*** INFORMATION PROVIDED ***
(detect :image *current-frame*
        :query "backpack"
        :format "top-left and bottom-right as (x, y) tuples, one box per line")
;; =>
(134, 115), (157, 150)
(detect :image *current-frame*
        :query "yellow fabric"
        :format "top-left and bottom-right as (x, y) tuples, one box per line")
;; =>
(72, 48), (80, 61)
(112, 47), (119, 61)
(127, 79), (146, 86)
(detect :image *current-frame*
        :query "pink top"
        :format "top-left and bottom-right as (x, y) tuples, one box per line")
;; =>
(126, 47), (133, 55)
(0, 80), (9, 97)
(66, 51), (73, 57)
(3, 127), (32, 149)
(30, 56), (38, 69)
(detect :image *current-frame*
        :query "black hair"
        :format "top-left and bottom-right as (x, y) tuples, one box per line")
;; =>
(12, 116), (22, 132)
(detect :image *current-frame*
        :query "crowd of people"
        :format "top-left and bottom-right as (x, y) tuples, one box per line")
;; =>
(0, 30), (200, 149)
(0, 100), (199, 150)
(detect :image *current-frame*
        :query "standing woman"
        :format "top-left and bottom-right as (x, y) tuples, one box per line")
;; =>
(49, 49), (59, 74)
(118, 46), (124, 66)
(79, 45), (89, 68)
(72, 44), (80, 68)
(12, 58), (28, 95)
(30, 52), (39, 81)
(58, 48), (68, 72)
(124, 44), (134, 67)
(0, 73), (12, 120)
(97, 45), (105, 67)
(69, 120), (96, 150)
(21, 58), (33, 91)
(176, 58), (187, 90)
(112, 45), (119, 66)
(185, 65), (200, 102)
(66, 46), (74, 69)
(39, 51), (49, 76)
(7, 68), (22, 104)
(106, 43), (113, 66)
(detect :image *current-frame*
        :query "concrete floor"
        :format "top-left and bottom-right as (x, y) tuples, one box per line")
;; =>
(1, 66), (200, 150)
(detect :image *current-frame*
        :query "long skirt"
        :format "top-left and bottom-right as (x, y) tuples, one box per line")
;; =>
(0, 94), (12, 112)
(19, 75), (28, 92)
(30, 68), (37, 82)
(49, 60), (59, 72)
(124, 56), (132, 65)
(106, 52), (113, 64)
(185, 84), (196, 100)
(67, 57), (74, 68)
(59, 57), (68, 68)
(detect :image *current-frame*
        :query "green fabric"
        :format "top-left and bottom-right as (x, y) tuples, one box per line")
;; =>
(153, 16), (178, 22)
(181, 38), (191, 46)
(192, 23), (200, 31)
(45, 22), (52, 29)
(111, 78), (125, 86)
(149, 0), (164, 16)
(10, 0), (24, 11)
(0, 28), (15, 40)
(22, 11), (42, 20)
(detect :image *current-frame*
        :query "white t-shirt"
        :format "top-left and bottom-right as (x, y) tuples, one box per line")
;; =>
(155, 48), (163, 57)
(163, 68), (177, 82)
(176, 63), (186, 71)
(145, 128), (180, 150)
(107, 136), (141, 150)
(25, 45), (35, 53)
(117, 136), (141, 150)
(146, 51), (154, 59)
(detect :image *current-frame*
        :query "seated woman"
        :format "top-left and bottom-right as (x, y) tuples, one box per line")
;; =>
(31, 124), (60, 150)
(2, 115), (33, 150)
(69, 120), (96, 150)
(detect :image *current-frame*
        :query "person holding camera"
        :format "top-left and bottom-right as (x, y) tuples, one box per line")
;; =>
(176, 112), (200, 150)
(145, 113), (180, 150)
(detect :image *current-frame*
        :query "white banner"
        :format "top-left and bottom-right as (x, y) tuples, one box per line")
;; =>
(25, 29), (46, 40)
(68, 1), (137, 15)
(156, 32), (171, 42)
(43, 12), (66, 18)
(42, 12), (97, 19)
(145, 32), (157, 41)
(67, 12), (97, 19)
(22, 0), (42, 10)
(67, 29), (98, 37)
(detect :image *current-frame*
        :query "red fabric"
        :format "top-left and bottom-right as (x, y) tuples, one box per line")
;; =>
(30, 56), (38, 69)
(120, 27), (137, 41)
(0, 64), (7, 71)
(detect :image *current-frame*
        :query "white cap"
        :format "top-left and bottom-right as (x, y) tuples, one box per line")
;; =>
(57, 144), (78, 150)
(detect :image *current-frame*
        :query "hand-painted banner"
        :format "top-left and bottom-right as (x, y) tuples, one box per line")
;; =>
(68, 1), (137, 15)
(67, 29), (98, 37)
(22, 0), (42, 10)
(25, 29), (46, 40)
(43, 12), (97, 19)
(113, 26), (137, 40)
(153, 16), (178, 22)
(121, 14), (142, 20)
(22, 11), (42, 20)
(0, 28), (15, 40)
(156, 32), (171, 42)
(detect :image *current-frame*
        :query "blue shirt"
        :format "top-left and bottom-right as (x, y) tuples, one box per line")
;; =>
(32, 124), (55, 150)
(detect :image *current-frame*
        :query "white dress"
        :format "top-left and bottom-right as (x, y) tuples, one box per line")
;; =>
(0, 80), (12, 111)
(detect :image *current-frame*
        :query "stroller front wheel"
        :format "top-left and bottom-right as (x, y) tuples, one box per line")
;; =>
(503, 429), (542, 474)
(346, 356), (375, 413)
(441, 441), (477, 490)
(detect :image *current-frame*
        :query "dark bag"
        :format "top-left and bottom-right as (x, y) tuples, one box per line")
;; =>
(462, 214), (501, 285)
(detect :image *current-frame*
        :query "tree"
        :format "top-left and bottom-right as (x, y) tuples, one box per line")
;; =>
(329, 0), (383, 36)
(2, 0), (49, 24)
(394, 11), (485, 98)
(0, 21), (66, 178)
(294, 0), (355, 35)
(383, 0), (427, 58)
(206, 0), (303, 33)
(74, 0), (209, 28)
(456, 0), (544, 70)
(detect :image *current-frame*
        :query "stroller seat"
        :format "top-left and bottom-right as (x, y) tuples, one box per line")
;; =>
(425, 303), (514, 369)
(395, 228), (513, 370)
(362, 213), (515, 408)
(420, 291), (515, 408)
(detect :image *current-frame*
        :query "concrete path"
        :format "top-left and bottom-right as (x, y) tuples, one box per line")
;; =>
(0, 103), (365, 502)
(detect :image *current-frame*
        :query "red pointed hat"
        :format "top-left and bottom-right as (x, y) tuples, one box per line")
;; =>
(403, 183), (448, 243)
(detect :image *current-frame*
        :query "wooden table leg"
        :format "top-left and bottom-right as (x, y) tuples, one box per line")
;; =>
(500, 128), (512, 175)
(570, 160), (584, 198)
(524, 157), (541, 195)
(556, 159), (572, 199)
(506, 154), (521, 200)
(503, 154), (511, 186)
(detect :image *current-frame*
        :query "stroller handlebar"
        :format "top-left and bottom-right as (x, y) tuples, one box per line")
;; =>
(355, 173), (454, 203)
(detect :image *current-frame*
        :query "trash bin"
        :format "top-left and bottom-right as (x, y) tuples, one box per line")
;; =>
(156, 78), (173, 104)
*** End of INFORMATION PROVIDED ***
EXERCISE DESCRIPTION: An exact copy of every record is required.

TASK RESULT:
(detect :image *current-frame*
        :query "backpack"
        :format "top-left and bottom-right as (x, y) tuples, one box per line")
;; =>
(134, 115), (157, 150)
(detect :image *current-frame*
        :query "yellow fabric"
        :format "top-left and bottom-right as (x, y) tuples, one box per line")
;; =>
(72, 48), (80, 61)
(112, 47), (119, 61)
(127, 79), (146, 86)
(detect :image *current-frame*
        :query "pink top"
        :format "top-left and bottom-right as (x, y) tuples, one box per line")
;; =>
(126, 47), (133, 55)
(0, 80), (9, 97)
(66, 51), (73, 57)
(3, 127), (32, 149)
(30, 56), (38, 69)
(detect :image *current-frame*
        :query "black hair"
        :format "top-left and bottom-right as (x, y) tuples, one box per line")
;; =>
(12, 116), (22, 132)
(detect :image *current-frame*
        :query "crowd of people"
        :format "top-left and bottom-right as (x, y) tuples, one box per line")
;; =>
(0, 30), (200, 149)
(0, 100), (199, 150)
(detect :image *current-frame*
        :query "standing woman"
        :format "top-left and bottom-right as (x, y) tuples, one box per line")
;; =>
(49, 49), (59, 74)
(118, 46), (124, 66)
(79, 45), (89, 68)
(72, 44), (80, 68)
(12, 58), (28, 95)
(30, 52), (39, 81)
(58, 48), (68, 72)
(124, 44), (134, 67)
(0, 73), (12, 120)
(97, 45), (105, 67)
(69, 120), (96, 150)
(21, 58), (33, 91)
(176, 58), (187, 90)
(112, 45), (119, 66)
(185, 65), (200, 102)
(66, 46), (74, 69)
(39, 51), (49, 76)
(7, 68), (22, 104)
(106, 43), (113, 66)
(detect :image *current-frame*
        :query "concrete floor"
        :format "top-left and bottom-right as (x, y) tuples, one box per line")
;; =>
(1, 66), (200, 150)
(detect :image *current-frame*
        :query "long skirt"
        :format "top-left and bottom-right as (x, y) tuples, one box per line")
;; =>
(0, 94), (12, 112)
(19, 75), (28, 92)
(30, 68), (37, 82)
(49, 60), (59, 72)
(124, 56), (132, 65)
(106, 52), (113, 64)
(185, 84), (196, 100)
(67, 57), (74, 68)
(59, 57), (68, 68)
(detect :image *current-frame*
        :query "green fabric"
        :format "top-left and bottom-right as (x, y) tuples, one box per line")
;; =>
(153, 16), (178, 22)
(181, 38), (191, 46)
(192, 23), (200, 31)
(45, 22), (52, 29)
(111, 78), (125, 86)
(149, 0), (164, 16)
(10, 0), (24, 11)
(0, 28), (15, 40)
(22, 11), (42, 20)
(detect :image *current-frame*
        :query "white t-shirt"
        :format "top-left and bottom-right as (x, y) tuples, one box per line")
;; =>
(155, 48), (163, 57)
(163, 68), (177, 82)
(176, 63), (186, 71)
(145, 128), (180, 150)
(107, 136), (141, 150)
(25, 45), (35, 53)
(117, 136), (141, 150)
(146, 51), (154, 59)
(detect :image *current-frame*
        :query "seated woman"
        :format "top-left and bottom-right as (x, y) tuples, one box per line")
;; =>
(31, 124), (60, 150)
(2, 115), (33, 150)
(69, 120), (96, 150)
(detect :image *current-frame*
        :query "person holding camera"
        :format "top-left and bottom-right as (x, y) tuples, one box per line")
;; =>
(176, 112), (200, 150)
(145, 113), (180, 150)
(detect :image *current-frame*
        :query "white banner"
        :format "top-left and bottom-right as (x, y) tuples, one box per line")
;; =>
(25, 29), (46, 40)
(68, 1), (137, 15)
(156, 32), (171, 42)
(43, 12), (66, 18)
(42, 12), (97, 19)
(145, 32), (157, 41)
(67, 12), (97, 19)
(22, 0), (42, 10)
(67, 29), (98, 37)
(detect :image *current-frame*
        :query "red fabric"
        :format "top-left and bottom-right as (x, y) tuples, one box per line")
;; =>
(30, 56), (38, 69)
(120, 27), (137, 41)
(0, 64), (7, 71)
(detect :image *current-frame*
        :query "white cap"
        :format "top-left and bottom-right as (x, y) tuples, one box per line")
;; =>
(57, 144), (78, 150)
(detect :image *current-frame*
        :query "hand-painted banner"
        :format "top-left and bottom-right as (x, y) tuples, one box per line")
;; =>
(68, 1), (137, 15)
(67, 29), (98, 37)
(22, 0), (42, 10)
(25, 29), (46, 40)
(43, 12), (97, 19)
(113, 26), (137, 40)
(153, 16), (178, 22)
(121, 14), (142, 20)
(22, 11), (42, 20)
(0, 28), (15, 40)
(156, 32), (171, 42)
(detect :image *current-frame*
        :query "blue shirt"
        :format "top-left and bottom-right as (x, y) tuples, one box per line")
;; =>
(32, 124), (55, 150)
(detect :image *current-frame*
        :query "white dress"
        :format "top-left and bottom-right as (x, y) tuples, one box per line")
;; =>
(0, 80), (12, 111)
(detect :image *current-frame*
        :query "stroller front wheel"
        :format "top-left and bottom-right as (x, y) tuples, one box per line")
;; =>
(503, 429), (542, 474)
(346, 356), (375, 413)
(441, 441), (477, 490)
(detect :image *current-frame*
        :query "dark bag"
        :format "top-left and bottom-right as (x, y) tuples, one box per line")
;; =>
(462, 214), (501, 285)
(detect :image *current-frame*
        :query "tree"
        :format "top-left and bottom-right as (x, y) tuples, one box per line")
;; =>
(329, 0), (383, 36)
(2, 0), (49, 24)
(394, 11), (485, 98)
(0, 21), (66, 178)
(294, 0), (355, 35)
(383, 0), (427, 58)
(206, 0), (303, 33)
(74, 0), (209, 28)
(456, 0), (544, 70)
(detect :image *current-frame*
        :query "stroller seat"
        :format "top-left and bottom-right as (x, y) tuples, one box per line")
;; =>
(425, 303), (514, 369)
(395, 228), (513, 370)
(362, 213), (515, 408)
(420, 291), (515, 408)
(detect :image *current-frame*
        :query "concrete path"
        :format "top-left and bottom-right as (x, y) tuples, one box per line")
;; =>
(0, 103), (365, 502)
(detect :image *current-frame*
        :query "red pointed hat"
        :format "top-left and bottom-right as (x, y) tuples, one box per line")
;; =>
(403, 183), (448, 243)
(detect :image *current-frame*
        :query "wooden table leg"
        :format "top-left and bottom-right as (x, y) tuples, one box per line")
;; =>
(500, 128), (512, 175)
(570, 160), (584, 198)
(524, 157), (541, 195)
(556, 159), (572, 199)
(506, 154), (521, 200)
(503, 154), (511, 186)
(detect :image *current-frame*
        :query "stroller handlebar"
        :format "top-left and bottom-right as (x, y) tuples, one box per line")
;; =>
(355, 173), (454, 203)
(detect :image *current-frame*
        :query "trash bin"
        :format "top-left and bottom-right as (x, y) tuples, one box per line")
;; =>
(156, 78), (173, 104)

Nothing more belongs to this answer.